• **Goal of the exercise**: Take every line containing "below" from the material and copy it.

»»

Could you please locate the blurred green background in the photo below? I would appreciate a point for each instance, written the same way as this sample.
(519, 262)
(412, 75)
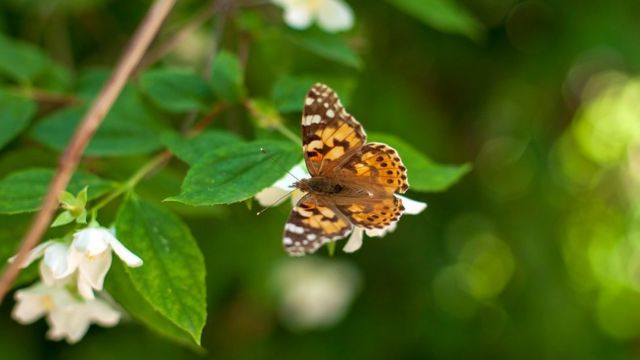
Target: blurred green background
(534, 254)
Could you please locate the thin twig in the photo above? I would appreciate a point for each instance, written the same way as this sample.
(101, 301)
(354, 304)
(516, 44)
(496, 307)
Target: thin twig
(85, 130)
(46, 97)
(158, 52)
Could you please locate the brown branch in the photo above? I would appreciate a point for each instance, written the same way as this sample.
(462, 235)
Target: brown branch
(69, 161)
(165, 47)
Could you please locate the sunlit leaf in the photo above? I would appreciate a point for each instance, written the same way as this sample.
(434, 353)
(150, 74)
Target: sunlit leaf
(15, 114)
(20, 61)
(192, 150)
(236, 173)
(331, 47)
(289, 91)
(172, 277)
(424, 174)
(227, 77)
(23, 191)
(176, 90)
(443, 15)
(120, 286)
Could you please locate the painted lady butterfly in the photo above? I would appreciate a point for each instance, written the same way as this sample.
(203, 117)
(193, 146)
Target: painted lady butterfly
(352, 182)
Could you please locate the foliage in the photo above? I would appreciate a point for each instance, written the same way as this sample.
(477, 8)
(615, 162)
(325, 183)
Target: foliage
(517, 123)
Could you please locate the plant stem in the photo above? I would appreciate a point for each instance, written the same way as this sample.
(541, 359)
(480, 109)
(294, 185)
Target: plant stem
(84, 132)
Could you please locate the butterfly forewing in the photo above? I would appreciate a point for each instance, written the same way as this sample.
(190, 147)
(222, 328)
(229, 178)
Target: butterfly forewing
(329, 134)
(313, 224)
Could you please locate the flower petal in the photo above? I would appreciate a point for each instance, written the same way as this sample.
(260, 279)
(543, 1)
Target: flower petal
(85, 289)
(297, 16)
(412, 207)
(29, 306)
(355, 241)
(271, 196)
(129, 258)
(334, 16)
(56, 259)
(381, 232)
(94, 269)
(91, 241)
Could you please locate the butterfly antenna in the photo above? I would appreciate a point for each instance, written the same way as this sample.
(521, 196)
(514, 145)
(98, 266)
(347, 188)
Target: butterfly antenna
(276, 202)
(264, 151)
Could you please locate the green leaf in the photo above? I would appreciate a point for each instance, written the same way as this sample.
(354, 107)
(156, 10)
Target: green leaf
(227, 77)
(129, 128)
(442, 15)
(20, 61)
(172, 277)
(12, 230)
(289, 91)
(424, 174)
(331, 47)
(24, 190)
(119, 286)
(15, 116)
(236, 173)
(192, 150)
(176, 90)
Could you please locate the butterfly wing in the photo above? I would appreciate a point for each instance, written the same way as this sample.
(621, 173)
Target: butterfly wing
(378, 165)
(330, 135)
(377, 168)
(313, 223)
(374, 214)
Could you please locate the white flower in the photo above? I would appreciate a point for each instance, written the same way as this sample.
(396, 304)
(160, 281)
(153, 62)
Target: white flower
(277, 193)
(331, 15)
(68, 317)
(90, 253)
(54, 267)
(314, 292)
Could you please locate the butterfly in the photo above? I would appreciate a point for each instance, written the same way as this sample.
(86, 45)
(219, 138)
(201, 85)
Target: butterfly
(352, 182)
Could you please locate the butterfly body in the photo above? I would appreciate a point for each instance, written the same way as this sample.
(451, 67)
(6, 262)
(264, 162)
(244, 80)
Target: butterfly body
(352, 182)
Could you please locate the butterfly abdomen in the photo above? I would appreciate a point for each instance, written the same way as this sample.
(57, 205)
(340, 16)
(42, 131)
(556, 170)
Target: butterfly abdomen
(320, 186)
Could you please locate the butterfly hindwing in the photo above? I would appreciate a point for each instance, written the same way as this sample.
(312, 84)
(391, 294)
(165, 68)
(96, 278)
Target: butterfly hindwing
(329, 134)
(379, 164)
(374, 215)
(313, 224)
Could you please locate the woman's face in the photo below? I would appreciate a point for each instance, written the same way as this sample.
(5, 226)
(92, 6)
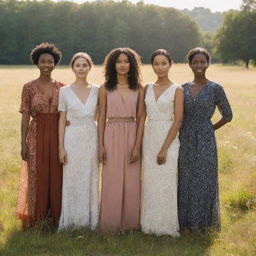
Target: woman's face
(46, 64)
(122, 64)
(161, 66)
(199, 64)
(81, 67)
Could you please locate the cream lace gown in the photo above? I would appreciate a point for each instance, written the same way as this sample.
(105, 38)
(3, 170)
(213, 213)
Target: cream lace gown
(159, 194)
(80, 174)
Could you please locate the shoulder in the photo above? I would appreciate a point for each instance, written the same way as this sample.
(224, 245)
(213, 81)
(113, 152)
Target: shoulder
(64, 88)
(95, 87)
(177, 87)
(216, 87)
(27, 86)
(59, 84)
(185, 85)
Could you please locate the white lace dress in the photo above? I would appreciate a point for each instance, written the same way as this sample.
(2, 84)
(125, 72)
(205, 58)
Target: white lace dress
(159, 190)
(80, 204)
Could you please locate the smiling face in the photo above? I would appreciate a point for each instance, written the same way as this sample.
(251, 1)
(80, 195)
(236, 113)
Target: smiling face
(46, 64)
(161, 66)
(199, 64)
(81, 67)
(122, 65)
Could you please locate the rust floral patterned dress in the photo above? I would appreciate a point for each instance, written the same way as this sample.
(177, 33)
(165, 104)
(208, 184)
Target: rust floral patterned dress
(41, 176)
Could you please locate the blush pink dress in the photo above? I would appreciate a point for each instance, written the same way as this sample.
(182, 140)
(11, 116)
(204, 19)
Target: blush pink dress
(120, 201)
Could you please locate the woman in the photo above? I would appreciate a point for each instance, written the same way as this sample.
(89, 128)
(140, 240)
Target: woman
(164, 105)
(41, 174)
(78, 147)
(120, 129)
(198, 171)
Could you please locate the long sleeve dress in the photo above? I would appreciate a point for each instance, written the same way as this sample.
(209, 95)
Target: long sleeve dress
(41, 176)
(198, 193)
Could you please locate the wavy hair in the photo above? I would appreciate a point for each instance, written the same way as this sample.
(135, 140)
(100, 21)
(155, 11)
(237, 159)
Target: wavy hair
(134, 75)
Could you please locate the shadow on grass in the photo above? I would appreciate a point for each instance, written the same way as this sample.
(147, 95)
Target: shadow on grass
(83, 242)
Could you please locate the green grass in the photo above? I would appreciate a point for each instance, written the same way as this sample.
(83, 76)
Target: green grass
(237, 176)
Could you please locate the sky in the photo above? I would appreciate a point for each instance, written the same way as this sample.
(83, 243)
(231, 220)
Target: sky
(213, 5)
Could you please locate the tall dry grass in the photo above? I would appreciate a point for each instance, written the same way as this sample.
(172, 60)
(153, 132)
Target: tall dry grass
(237, 176)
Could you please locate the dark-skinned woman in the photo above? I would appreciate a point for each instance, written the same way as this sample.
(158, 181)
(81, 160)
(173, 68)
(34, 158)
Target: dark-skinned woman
(41, 173)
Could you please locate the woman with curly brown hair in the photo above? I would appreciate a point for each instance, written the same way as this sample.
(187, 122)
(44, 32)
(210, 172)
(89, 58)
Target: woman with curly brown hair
(41, 173)
(120, 128)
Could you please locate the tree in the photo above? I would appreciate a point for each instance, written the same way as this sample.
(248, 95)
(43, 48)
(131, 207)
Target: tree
(235, 39)
(248, 5)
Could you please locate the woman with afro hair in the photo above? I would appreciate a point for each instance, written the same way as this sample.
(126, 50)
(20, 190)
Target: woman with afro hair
(41, 173)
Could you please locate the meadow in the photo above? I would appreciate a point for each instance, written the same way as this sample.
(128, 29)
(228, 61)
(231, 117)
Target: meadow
(237, 178)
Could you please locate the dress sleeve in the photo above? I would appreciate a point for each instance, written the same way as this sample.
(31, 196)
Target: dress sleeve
(62, 100)
(25, 106)
(223, 104)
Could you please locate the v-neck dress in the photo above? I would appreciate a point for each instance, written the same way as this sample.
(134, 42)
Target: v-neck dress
(159, 213)
(41, 176)
(198, 191)
(120, 200)
(80, 200)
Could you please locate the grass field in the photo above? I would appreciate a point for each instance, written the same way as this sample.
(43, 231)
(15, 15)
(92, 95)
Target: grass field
(237, 176)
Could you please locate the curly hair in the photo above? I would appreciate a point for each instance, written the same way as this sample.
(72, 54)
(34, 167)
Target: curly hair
(45, 47)
(161, 52)
(134, 71)
(198, 50)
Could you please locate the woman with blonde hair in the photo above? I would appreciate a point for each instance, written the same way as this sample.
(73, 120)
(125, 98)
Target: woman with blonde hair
(78, 147)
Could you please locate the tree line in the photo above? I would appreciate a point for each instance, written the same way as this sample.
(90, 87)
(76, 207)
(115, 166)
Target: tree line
(94, 27)
(97, 27)
(236, 38)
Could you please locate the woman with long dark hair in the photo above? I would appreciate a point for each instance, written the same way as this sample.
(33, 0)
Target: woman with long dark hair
(120, 128)
(164, 105)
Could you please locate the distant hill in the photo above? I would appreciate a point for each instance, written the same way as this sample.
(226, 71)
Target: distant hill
(208, 21)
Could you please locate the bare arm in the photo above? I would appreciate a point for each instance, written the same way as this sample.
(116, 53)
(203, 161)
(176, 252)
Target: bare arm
(62, 127)
(24, 131)
(140, 118)
(102, 122)
(178, 117)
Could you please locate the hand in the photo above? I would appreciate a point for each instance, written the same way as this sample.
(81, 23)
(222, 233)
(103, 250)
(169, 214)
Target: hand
(24, 152)
(161, 157)
(63, 156)
(102, 155)
(135, 156)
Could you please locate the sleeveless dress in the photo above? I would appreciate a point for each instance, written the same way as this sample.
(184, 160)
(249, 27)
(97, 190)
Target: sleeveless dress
(80, 174)
(120, 201)
(159, 195)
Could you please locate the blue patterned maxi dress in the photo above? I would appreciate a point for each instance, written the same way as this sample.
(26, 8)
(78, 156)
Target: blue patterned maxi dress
(198, 195)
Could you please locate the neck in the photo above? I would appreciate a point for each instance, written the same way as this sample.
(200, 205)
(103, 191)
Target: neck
(200, 79)
(122, 79)
(81, 82)
(44, 79)
(163, 80)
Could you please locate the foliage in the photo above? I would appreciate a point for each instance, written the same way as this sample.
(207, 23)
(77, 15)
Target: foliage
(237, 175)
(208, 21)
(94, 27)
(235, 39)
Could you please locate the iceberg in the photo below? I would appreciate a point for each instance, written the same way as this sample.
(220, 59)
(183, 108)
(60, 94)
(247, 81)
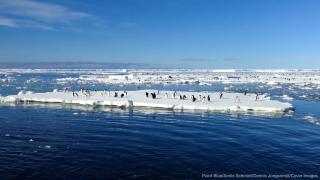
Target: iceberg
(165, 99)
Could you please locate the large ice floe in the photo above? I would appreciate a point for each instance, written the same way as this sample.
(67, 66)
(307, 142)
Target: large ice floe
(157, 99)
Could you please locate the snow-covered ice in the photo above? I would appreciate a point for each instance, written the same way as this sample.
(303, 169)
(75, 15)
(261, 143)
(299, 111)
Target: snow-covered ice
(164, 99)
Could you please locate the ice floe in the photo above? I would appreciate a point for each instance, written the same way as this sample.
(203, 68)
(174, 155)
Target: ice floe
(207, 101)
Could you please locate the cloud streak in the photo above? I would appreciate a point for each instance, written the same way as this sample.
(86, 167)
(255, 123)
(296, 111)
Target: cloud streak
(231, 59)
(36, 14)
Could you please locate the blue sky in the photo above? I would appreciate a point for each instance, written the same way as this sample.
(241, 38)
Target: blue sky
(179, 33)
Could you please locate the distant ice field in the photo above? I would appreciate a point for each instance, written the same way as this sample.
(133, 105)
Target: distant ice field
(38, 141)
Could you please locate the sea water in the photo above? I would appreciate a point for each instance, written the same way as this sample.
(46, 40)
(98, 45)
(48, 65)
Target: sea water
(79, 142)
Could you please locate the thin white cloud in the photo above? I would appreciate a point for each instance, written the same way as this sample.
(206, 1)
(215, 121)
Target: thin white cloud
(7, 22)
(31, 13)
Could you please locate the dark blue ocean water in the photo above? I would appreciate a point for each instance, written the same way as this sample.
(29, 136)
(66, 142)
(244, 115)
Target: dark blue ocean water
(68, 142)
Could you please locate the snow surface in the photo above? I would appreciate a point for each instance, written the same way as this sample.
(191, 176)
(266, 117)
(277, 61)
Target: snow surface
(138, 99)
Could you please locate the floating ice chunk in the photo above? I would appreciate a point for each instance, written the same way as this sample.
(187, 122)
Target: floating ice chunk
(29, 92)
(286, 97)
(312, 120)
(139, 99)
(22, 92)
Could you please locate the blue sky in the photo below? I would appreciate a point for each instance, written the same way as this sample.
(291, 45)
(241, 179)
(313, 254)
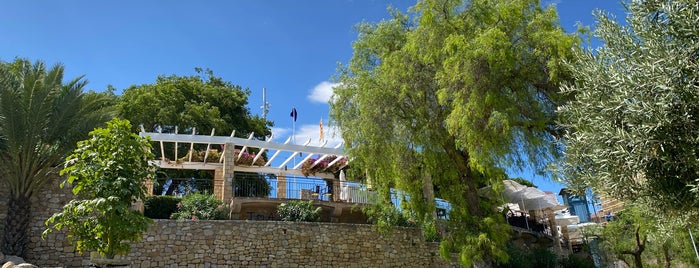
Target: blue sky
(291, 48)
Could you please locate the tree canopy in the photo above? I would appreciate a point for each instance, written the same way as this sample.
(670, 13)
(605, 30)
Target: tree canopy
(188, 102)
(41, 119)
(449, 96)
(632, 129)
(107, 173)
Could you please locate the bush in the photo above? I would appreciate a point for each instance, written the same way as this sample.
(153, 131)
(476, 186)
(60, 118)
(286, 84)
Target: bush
(198, 206)
(298, 210)
(577, 261)
(528, 258)
(387, 215)
(160, 206)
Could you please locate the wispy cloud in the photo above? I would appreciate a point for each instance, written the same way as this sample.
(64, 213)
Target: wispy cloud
(280, 133)
(322, 92)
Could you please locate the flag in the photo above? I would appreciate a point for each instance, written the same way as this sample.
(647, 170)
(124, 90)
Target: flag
(293, 113)
(321, 129)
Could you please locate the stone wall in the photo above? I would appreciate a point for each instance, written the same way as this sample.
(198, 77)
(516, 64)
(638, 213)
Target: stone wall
(261, 244)
(238, 243)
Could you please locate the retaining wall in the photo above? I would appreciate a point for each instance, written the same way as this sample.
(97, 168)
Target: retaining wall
(238, 243)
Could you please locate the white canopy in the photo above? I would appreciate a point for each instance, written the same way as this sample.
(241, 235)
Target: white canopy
(529, 198)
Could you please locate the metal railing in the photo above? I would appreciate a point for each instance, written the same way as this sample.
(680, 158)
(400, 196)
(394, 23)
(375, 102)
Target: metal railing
(256, 185)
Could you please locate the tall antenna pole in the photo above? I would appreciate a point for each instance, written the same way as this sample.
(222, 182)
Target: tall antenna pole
(265, 105)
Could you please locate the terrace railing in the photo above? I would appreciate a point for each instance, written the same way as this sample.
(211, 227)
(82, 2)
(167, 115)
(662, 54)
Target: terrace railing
(254, 185)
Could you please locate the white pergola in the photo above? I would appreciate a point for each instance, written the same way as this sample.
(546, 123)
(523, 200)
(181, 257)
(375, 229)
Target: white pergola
(274, 148)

««

• **Solution to this problem**:
Could you please locate the blurred green background in the photo below? I would appreciate a point for each instance, written the same way as this sample.
Could you please locate the woman's face in the photo below? I would appreciate a point for each instance, written the same way as this sample.
Could you please locate the iceberg in the photo below? I would appreciate a point for each instance, written the same way as this sample.
Could you please locate the blue sky in the photo below? I would appreciate a point for each instance, written the same way as this sample.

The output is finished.